ClickHouse data sources provide bidirectional channels to read from and write to ClickHouse. This topic describes the data synchronization capabilities that DataWorks supports for ClickHouse.
Supported versions
The following table describes the compatibility between Alibaba Cloud ClickHouse versions and JDBC driver versions.
JDBC driver version | Alibaba Cloud ClickHouse version |
0.2.4 | 20.8, 21.8 |
0.4.0, 0.4.2 | 22.8, 23.8 |
Limits
ClickHouse data sources support only offline read and write operations. The following limits apply:
You can use serverless resource groups (recommended) and exclusive resource groups for Data Integration.
You can connect to ClickHouse using JDBC and read data only through JDBC statements.
You can select and reorder columns. You can also specify which columns to use.

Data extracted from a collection
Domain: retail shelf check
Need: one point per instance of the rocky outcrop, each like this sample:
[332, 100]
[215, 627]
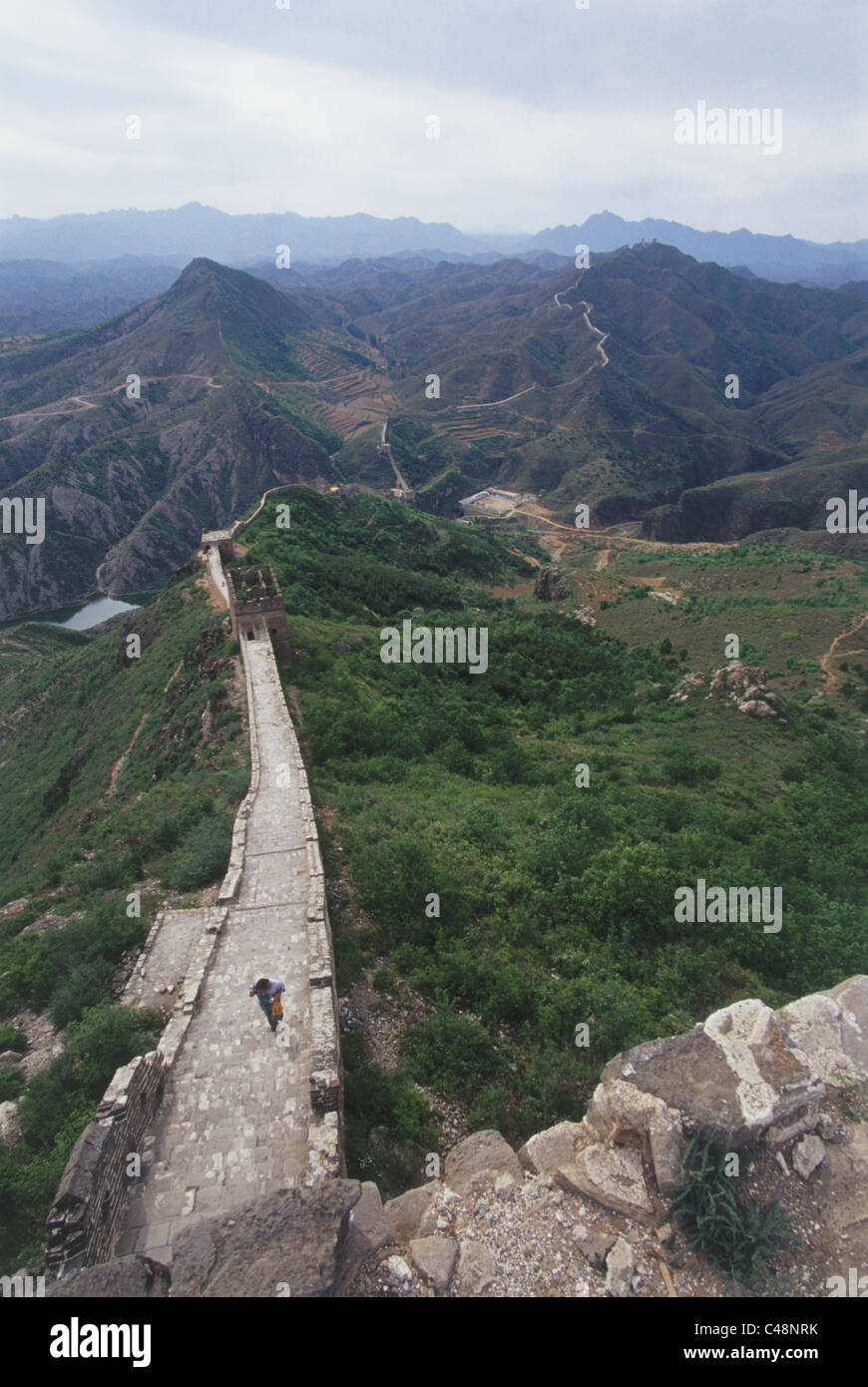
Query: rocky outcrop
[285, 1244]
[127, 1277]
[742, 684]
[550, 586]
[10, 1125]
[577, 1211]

--

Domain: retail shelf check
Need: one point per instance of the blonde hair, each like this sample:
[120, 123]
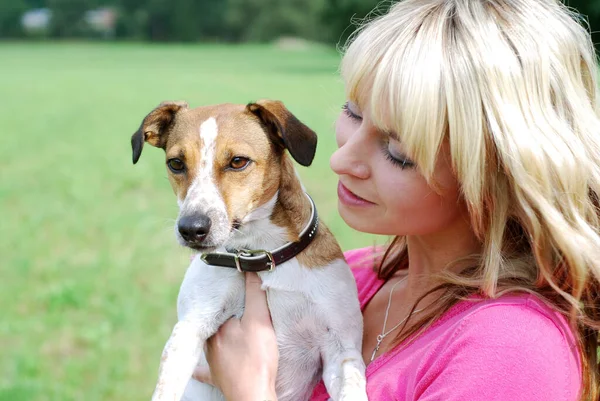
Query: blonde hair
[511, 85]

LIST OF TASKS
• A. Summarize the ClickHouse page in two sentences.
• B. Reproduce the ClickHouse page verbatim between "ClickHouse data sources provide" and "for Data Integration.", inclusive.
• C. List every Alibaba Cloud ClickHouse version that the ClickHouse page names.

SOLVED PROBLEMS
• A. ClickHouse data sources give DataWorks bidirectional channels to read from and write to ClickHouse, with JDBC driver versions 0.2.4, 0.4.0, and 0.4.2 matched to particular Alibaba Cloud ClickHouse versions. Only offline read and write operations are supported, using serverless or exclusive resource groups for Data Integration, with reads done only through JDBC statements and columns that can be selected and reordered.

• B.
ClickHouse data sources provide bidirectional channels to read from and write to ClickHouse. This topic describes the data synchronization capabilities that DataWorks supports for ClickHouse.
Supported versions
The following table describes the compatibility between Alibaba Cloud ClickHouse versions and JDBC driver versions.
JDBC driver version | Alibaba Cloud ClickHouse version |
0.2.4 | 20.8, 21.8 |
0.4.0, 0.4.2 | 22.8, 23.8 |
Limits
ClickHouse data sources support only offline read and write operations. The following limits apply:
You can use serverless resource groups (recommended) and exclusive resource groups for Data Integration.

• C. 20.8, 21.8, 22.8, 23.8